# Directions:
Locate every line in the data below that contains the word "shirt", treating uppercase and lowercase as different, and copy each of those lines.

[Excerpts from a point labeling dataset]

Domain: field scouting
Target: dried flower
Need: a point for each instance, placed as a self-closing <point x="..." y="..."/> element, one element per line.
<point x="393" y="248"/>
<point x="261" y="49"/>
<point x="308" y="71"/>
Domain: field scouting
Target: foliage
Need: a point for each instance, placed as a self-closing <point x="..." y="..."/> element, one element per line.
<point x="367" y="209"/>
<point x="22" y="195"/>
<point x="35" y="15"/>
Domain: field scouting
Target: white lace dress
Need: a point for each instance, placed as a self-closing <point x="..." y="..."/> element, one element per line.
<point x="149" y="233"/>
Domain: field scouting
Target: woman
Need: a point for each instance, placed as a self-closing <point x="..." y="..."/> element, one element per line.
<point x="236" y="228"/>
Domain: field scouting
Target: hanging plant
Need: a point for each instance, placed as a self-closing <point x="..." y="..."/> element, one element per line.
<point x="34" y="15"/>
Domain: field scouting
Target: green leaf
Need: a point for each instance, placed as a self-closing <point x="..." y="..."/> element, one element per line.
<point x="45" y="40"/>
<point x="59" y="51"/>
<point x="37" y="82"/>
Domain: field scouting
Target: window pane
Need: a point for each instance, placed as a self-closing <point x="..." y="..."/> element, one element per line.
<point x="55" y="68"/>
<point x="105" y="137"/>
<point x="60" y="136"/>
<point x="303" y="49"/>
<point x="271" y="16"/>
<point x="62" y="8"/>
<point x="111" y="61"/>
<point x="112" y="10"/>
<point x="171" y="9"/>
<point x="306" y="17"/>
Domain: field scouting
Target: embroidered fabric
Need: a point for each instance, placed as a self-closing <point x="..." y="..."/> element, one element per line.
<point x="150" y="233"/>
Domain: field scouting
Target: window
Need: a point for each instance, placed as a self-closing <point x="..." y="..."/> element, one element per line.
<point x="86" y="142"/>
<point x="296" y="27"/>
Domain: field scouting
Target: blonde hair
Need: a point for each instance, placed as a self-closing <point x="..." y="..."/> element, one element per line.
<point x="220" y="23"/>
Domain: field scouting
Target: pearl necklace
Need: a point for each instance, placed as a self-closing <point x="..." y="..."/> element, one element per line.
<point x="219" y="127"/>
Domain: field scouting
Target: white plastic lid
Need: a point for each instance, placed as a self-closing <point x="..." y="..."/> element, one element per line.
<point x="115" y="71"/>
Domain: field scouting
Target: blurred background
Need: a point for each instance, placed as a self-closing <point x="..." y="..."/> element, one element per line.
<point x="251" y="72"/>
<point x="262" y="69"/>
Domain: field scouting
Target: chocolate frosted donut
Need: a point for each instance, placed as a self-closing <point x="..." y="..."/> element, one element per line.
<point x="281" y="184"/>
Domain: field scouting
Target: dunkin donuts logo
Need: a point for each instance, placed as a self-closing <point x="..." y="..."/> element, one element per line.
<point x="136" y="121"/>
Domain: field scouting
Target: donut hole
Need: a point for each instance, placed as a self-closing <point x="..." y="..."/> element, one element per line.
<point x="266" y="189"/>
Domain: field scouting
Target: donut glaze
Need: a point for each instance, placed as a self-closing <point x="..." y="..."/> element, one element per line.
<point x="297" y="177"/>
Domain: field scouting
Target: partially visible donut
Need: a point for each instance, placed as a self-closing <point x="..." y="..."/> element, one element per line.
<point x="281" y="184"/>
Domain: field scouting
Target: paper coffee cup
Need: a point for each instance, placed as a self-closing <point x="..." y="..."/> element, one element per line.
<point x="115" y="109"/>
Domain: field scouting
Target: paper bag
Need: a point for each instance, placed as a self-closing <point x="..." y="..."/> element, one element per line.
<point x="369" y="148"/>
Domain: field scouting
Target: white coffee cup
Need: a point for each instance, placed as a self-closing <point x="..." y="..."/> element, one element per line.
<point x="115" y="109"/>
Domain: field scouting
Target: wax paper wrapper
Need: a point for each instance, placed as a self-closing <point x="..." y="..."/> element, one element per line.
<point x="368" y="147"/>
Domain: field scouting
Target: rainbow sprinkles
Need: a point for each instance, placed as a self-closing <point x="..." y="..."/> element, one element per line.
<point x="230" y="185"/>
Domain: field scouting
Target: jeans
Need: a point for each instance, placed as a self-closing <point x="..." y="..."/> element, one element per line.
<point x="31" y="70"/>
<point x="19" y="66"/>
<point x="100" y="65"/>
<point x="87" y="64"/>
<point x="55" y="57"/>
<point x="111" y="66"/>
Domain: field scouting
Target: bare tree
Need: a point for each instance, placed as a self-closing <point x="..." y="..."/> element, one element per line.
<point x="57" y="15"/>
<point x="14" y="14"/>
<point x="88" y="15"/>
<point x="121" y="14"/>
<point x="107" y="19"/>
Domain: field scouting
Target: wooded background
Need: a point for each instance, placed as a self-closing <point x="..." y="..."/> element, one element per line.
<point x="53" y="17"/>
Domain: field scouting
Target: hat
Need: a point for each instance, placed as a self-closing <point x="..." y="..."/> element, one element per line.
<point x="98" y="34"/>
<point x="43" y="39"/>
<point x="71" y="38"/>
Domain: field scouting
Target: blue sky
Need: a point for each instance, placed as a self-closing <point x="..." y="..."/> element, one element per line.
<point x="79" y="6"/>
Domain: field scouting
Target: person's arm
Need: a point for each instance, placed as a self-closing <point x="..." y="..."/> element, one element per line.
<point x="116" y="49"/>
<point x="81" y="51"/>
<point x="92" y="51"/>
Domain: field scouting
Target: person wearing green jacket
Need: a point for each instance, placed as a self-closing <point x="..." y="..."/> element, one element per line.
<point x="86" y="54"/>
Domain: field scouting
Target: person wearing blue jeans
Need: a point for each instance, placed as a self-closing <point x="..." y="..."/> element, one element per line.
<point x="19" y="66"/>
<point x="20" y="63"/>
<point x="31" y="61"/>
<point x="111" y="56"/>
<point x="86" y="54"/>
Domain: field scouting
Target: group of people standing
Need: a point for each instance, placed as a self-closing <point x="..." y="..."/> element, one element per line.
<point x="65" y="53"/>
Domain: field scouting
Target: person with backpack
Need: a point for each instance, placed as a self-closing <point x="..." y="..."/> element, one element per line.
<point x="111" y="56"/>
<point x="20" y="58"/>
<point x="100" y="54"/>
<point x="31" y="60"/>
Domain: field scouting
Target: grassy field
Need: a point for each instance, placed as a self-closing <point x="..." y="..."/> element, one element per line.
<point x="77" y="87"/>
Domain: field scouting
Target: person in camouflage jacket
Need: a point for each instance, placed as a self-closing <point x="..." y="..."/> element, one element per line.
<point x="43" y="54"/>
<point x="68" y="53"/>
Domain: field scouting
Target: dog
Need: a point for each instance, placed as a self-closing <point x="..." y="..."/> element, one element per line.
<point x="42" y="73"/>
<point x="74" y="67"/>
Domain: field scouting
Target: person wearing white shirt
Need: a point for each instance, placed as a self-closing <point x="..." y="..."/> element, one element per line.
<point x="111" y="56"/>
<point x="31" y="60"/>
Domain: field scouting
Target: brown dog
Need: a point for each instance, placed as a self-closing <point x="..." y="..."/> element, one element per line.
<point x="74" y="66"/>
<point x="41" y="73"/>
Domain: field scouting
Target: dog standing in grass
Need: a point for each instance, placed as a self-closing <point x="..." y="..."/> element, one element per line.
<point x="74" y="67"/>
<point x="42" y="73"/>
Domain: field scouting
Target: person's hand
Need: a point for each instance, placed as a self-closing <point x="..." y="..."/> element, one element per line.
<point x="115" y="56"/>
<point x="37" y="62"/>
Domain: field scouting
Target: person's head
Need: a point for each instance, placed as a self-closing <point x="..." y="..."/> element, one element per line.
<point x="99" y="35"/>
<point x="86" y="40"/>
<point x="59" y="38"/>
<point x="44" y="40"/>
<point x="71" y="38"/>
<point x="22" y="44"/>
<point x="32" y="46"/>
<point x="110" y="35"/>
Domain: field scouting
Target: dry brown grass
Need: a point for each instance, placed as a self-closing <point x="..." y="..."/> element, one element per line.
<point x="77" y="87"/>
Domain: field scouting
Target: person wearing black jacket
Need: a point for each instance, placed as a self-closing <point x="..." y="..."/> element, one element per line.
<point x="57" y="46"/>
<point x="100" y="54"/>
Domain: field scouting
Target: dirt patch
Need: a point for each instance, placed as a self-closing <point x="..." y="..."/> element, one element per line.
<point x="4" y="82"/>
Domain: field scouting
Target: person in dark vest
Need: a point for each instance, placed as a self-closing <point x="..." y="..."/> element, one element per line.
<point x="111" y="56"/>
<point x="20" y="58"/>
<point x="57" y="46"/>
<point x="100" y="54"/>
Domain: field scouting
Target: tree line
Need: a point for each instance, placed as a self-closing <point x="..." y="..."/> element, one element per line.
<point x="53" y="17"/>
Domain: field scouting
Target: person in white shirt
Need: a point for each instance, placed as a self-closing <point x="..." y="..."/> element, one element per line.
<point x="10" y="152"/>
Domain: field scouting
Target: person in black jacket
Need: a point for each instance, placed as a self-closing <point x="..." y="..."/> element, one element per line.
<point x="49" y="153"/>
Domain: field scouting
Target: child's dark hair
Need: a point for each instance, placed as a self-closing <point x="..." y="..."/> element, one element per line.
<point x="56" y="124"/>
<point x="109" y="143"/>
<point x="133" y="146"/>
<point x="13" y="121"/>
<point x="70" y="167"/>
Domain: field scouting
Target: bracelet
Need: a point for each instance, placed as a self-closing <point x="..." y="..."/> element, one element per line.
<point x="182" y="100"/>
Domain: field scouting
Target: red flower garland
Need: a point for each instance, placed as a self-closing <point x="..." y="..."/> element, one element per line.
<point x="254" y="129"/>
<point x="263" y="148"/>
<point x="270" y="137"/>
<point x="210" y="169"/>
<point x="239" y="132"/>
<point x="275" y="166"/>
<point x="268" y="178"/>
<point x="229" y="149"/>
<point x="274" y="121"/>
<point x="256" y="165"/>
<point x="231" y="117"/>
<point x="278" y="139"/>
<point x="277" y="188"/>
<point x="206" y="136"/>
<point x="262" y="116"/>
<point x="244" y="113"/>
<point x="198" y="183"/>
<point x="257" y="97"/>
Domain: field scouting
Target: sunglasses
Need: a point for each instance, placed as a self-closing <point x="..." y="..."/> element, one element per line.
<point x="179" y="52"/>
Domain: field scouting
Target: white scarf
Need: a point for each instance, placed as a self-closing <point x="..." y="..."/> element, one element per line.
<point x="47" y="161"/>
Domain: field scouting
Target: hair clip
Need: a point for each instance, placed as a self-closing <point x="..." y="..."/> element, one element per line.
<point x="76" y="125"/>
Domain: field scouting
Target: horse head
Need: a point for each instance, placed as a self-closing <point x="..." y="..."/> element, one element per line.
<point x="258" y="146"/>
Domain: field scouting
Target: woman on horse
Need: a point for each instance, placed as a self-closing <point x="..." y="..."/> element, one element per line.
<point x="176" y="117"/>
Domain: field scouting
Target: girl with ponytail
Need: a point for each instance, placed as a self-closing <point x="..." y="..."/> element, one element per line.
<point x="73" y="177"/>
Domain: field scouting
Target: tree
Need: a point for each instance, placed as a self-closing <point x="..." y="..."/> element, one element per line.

# Completed task:
Target: person wearing white shirt
Target: person in white shirt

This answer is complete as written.